(Referring expression data)
■ ■ ■
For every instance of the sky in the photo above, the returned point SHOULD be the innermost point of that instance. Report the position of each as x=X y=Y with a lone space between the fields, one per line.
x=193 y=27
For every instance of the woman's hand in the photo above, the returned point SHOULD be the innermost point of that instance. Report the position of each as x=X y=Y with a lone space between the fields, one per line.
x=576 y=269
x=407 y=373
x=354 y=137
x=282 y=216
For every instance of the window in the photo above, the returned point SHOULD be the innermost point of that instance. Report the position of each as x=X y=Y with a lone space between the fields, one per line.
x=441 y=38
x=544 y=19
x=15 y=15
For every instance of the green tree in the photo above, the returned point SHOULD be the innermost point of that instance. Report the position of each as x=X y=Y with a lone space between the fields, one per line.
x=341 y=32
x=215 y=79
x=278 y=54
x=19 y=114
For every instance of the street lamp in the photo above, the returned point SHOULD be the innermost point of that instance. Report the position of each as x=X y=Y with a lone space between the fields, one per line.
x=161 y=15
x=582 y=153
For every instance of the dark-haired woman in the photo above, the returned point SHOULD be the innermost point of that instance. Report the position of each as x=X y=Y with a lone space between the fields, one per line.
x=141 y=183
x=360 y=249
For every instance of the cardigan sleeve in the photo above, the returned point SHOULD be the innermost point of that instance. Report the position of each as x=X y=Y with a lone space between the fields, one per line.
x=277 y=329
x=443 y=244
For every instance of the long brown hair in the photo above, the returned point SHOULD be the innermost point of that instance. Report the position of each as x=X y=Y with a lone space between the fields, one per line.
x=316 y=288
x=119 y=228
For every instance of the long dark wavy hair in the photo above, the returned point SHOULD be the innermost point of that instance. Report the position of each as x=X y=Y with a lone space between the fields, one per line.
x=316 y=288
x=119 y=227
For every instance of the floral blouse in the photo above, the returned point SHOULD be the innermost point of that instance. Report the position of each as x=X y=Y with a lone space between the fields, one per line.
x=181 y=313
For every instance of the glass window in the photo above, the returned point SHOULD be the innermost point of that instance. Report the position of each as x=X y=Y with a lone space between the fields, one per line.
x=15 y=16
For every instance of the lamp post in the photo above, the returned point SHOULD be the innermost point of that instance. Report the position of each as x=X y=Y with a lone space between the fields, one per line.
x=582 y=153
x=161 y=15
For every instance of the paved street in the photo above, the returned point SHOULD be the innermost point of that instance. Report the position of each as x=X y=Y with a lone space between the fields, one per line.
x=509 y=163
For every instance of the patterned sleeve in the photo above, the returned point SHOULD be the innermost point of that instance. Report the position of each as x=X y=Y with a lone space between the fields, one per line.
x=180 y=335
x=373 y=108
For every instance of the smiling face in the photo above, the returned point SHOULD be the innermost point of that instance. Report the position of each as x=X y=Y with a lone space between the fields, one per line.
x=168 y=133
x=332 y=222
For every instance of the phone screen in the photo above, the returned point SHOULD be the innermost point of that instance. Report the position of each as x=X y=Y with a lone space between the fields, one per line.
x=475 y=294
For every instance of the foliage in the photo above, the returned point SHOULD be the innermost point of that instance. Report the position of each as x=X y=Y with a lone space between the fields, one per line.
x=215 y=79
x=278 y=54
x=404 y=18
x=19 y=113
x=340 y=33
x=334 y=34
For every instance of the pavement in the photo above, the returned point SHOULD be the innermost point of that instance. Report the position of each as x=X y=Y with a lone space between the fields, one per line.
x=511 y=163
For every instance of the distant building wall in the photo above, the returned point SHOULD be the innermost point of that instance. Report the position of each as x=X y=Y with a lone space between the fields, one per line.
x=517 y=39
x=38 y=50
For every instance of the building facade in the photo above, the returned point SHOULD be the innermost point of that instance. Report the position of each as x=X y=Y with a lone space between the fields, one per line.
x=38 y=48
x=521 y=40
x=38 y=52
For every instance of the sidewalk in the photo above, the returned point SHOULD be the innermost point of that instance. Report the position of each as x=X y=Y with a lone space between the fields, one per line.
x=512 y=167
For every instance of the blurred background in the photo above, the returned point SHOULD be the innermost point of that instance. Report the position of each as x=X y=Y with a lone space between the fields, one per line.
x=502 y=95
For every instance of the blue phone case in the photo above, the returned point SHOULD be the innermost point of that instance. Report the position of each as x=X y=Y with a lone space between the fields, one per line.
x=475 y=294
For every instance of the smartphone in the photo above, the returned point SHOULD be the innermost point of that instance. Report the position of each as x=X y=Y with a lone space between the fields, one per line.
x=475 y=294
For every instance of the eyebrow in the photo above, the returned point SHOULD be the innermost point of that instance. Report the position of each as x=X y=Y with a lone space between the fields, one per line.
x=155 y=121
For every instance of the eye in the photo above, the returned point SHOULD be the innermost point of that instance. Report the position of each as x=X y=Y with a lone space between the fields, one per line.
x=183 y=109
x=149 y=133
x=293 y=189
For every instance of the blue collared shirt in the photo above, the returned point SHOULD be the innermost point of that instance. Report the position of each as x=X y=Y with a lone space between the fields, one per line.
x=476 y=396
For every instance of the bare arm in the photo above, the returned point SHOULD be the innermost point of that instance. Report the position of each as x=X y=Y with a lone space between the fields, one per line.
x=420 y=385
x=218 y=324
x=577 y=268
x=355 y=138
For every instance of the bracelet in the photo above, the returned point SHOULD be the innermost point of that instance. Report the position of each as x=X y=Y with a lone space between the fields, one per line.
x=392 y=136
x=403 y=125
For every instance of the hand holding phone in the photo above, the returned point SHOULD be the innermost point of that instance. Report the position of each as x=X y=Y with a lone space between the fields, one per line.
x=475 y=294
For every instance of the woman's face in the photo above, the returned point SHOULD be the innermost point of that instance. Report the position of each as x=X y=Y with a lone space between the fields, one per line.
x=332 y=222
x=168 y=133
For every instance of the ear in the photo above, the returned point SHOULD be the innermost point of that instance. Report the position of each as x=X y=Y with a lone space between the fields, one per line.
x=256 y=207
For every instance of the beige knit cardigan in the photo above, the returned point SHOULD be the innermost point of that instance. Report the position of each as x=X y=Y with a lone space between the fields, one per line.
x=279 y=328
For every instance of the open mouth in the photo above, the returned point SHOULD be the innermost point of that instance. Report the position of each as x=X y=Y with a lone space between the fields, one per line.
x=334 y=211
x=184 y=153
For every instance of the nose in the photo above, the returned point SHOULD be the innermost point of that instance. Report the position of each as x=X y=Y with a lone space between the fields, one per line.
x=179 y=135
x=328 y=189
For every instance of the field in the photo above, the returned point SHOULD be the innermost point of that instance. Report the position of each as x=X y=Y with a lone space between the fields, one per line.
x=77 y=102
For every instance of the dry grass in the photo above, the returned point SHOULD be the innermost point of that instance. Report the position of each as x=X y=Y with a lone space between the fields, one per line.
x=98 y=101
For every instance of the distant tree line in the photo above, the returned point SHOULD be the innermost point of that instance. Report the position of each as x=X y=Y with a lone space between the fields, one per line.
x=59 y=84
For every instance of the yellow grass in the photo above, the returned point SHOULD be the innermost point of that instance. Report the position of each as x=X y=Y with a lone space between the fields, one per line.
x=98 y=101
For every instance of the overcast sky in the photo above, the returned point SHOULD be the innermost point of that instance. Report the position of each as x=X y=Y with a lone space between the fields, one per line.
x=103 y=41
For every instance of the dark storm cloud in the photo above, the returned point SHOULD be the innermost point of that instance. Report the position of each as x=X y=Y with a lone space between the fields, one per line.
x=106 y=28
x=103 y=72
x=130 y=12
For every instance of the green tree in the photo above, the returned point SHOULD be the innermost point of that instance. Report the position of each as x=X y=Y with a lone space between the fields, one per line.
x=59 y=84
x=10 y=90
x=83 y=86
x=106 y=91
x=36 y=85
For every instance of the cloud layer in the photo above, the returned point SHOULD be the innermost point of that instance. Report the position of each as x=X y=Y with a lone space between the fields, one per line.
■ ■ ■
• [The task]: An exact transcript of all the records is the expected result.

• [Answer for the task]:
For every instance of the sky in the photo above, the returned point SHOULD be the innermost point of that instance. Report the position of each as x=X y=Y with a lone space between the fields, one per line.
x=193 y=27
For every instance of the woman's hand in the photo above, the returned point SHOULD be the innermost point of that instance. Report the position of each as x=X y=Y with a lone space between the fields, one per line.
x=576 y=269
x=407 y=373
x=354 y=137
x=282 y=216
For every instance of the window in the photo above, the returned point SHOULD be the innermost point of that instance. Report the position of each as x=X y=Y with a lone space between the fields, one per line.
x=441 y=38
x=544 y=19
x=15 y=15
For every instance of the green tree in the photo above, the returned point SHOULD be the innermost point of that instance. Report the position of each as x=X y=Y with a lone space between the fields, one per line.
x=341 y=32
x=215 y=79
x=278 y=54
x=19 y=114
For every instance of the street lamp in the photo above, the returned point SHOULD be the innermost point of that instance. Report the position of each as x=X y=Y with a lone space between the fields, one per line.
x=161 y=15
x=582 y=153
For every instance of the dark-haired woman in the photo above, the returned point SHOULD be the innermost point of that instance. Report the position of each as x=X y=Y with a lone space between the fields, one per line.
x=141 y=183
x=360 y=249
For every instance of the cardigan sleeve in the photo above, the returned point SHOULD be the innermost point of that instance. Report the position of each as x=X y=Y with a lone space between the fields, one per line.
x=277 y=329
x=443 y=244
For every instance of the long brown hair in the photo above, the returned point SHOULD be the innermost point of that instance. Report the position of each as x=X y=Y with a lone space between the fields, one per line.
x=316 y=288
x=119 y=228
For every instance of the long dark wavy hair in the photo above, the returned point SHOULD be the innermost point of that instance. Report the position of each as x=X y=Y with a lone space between the fields, one per line.
x=316 y=288
x=119 y=227
For every instance of the floral blouse in the photo above, the returned point SHOULD be the innermost point of that instance. Report the position of each as x=X y=Y with a lone space between the fields, one per line.
x=181 y=313
For every instance of the glass window in the photo above, the returned point SHOULD be the innermost point of that instance. Report the position of each as x=X y=Y with a lone space between the fields, one per line.
x=15 y=16
For every instance of the lamp post in the photo above, the returned point SHOULD be the innermost point of that instance. Report the position of each as x=X y=Y with a lone space between the fields, one per line.
x=582 y=153
x=161 y=15
For every instance of the paved street in the photo above, the returned point SHOULD be the innermost point of that instance. Report the position of each as x=X y=Y with a lone space between the fields, one per line.
x=509 y=163
For every instance of the patterned sleeve in the photo above, the returned point SHOULD be the innermost point of that instance. Report the position of each as x=X y=Y with a lone space between the fields, one per line.
x=180 y=335
x=373 y=108
For every instance of the smiling face in the photo above, the returned point SHOULD be the innermost point of that instance. Report the position of each as x=X y=Y with a lone space between the fields, one per line.
x=168 y=133
x=332 y=222
For every instance of the phone screen in the photo above, the returned point SHOULD be the innermost point of that instance. Report the position of each as x=X y=Y with a lone space between the fields, one per line.
x=475 y=294
For every instance of the foliage in the photo above, the returned point SHOULD be the innermost point of that instance. Report the position of each as x=X y=Y with a lone space between the fields, one per line.
x=215 y=79
x=278 y=54
x=404 y=18
x=19 y=113
x=340 y=33
x=334 y=34
For every instance of the pavement in the photo above, the returned point SHOULD be the innermost point of that instance. Report the position of each as x=X y=Y with a lone space between the fields, one per line.
x=511 y=163
For every instance of the distant building wall in the photo above, the returned point SHOULD be the innermost point of that instance. Report the position of each as x=X y=Y with a lone space between the fields, one per line.
x=517 y=39
x=38 y=50
For every instance of the building facade in the photo above, the returned point SHOULD be the innermost point of that instance. Report the position of each as x=X y=Y with a lone space between the fields, one per line.
x=38 y=48
x=521 y=40
x=38 y=52
For every instance of the sidewalk in the photo above, the returned point SHOULD be the innermost point of that instance. Report the position of each as x=X y=Y with a lone space between the fields, one per line.
x=512 y=167
For every instance of the blurred background in the photo above, the returned point SHOULD be the innermost point of that instance. Report the position of each as x=X y=Y with a lone space between the fields, one per line.
x=502 y=95
For every instance of the blue phone case in the photo above, the returned point SHOULD be the innermost point of that instance. Report the position of each as x=X y=Y with a lone space between the fields, one per line.
x=475 y=294
For every instance of the smartphone in the photo above, the returned point SHOULD be the innermost point of that instance. Report the position of each as x=X y=Y with a lone space between the fields, one per line.
x=475 y=294
For every instance of the eyebrow in the photo above, the returned point SHOULD be the innermost point of that instance. Report the position of each as x=X y=Y with a lone space between the fields, one per line.
x=155 y=121
For every instance of the eye in the photo above, the returned point SHOULD be the innermost point of that instance. Report the position of each as x=X y=Y with a lone space between the fields, one per line.
x=183 y=109
x=149 y=133
x=293 y=189
For every instance of the blue collared shirt in the photo above, the returned point SHOULD be the innermost point of that instance. Report the position of each as x=X y=Y with a lone space between the fields, one per line.
x=476 y=396
For every instance of the bare arm in the photo above, the returned point SHOULD be the innermost point of that instance. Report the position of each as x=X y=Y with a lone space between the fields, one per line.
x=420 y=385
x=218 y=324
x=577 y=268
x=355 y=138
For every instance of the bracelet in the photo above, the returned point SHOULD be the innermost point of that instance. Report the position of each as x=X y=Y with a lone space between the fields, one per line.
x=392 y=136
x=403 y=125
For every instance of the hand holding phone in the photo above, the returned point SHOULD be the innermost point of that instance. Report the position of each as x=X y=Y with a lone space between the fields, one per line.
x=475 y=294
For every instance of the woman's face in the photo above, the returned point SHOULD be the innermost point of that instance. Report the position of each as x=X y=Y with a lone space between the fields, one per line.
x=332 y=222
x=168 y=133
For every instance of the ear in the photo above, the returned point SHOULD be the innermost point of that instance. Report the position of each as x=X y=Y with a lone space between the fields, one per line.
x=256 y=207
For every instance of the beige knit cardigan in the photo above, the returned point SHOULD be the innermost point of that instance. Report the position of each as x=X y=Y with a lone space between the fields, one per line.
x=279 y=328
For every instance of the open mouth in the photo above, the returned point SHOULD be the innermost point of that instance. Report the position of each as x=X y=Y with a lone space between the fields, one per line.
x=334 y=211
x=184 y=153
For every instance of the nose in the photo above, the returned point SHOULD be the innermost point of that instance. Report the position of each as x=X y=Y with a lone space between the fields, one per line.
x=179 y=135
x=328 y=189
For every instance of the field in the photo above, the returned point SHOULD be the innermost point of that instance. Report the position of each as x=X y=Y with a lone space between the fields, one per line.
x=77 y=102
For every instance of the dry grass in the photo above, the returned point SHOULD be the innermost point of that instance. Report the position of each as x=X y=Y with a lone space between the fields, one per line.
x=98 y=101
For every instance of the distant tree line in the photo above, the returned point SHOULD be the innermost point of that instance. Report the position of each as x=X y=Y with a lone space between the fields, one per line.
x=59 y=84
For every instance of the yellow grass in the photo above, the returned point SHOULD be the innermost point of that instance. Report the position of each as x=X y=Y with a lone space between the fields, one per line.
x=98 y=101
For every instance of the overcast sky in the photo above, the returned point SHOULD be the innermost point of that instance. Report the position of each as x=X y=Y with a lone space between the fields, one per line.
x=103 y=41
For every instance of the dark storm cloud in the photo above, the returned point SHOULD be the innermost point of that instance. Report the position of each as x=X y=Y with a lone space between the fields, one per line.
x=106 y=28
x=103 y=72
x=130 y=12
For every instance of the green tree in the photo above, the returned point SHOULD be the innermost point of that instance. Report the position of each as x=X y=Y with a lone space between the fields, one per line.
x=59 y=84
x=10 y=90
x=83 y=86
x=106 y=91
x=36 y=85
For every instance of the cloud layer in the photo above, the returned point SHOULD be the innermost point of that instance. Report the position of each as x=X y=Y with a lone space between the fields, one per line.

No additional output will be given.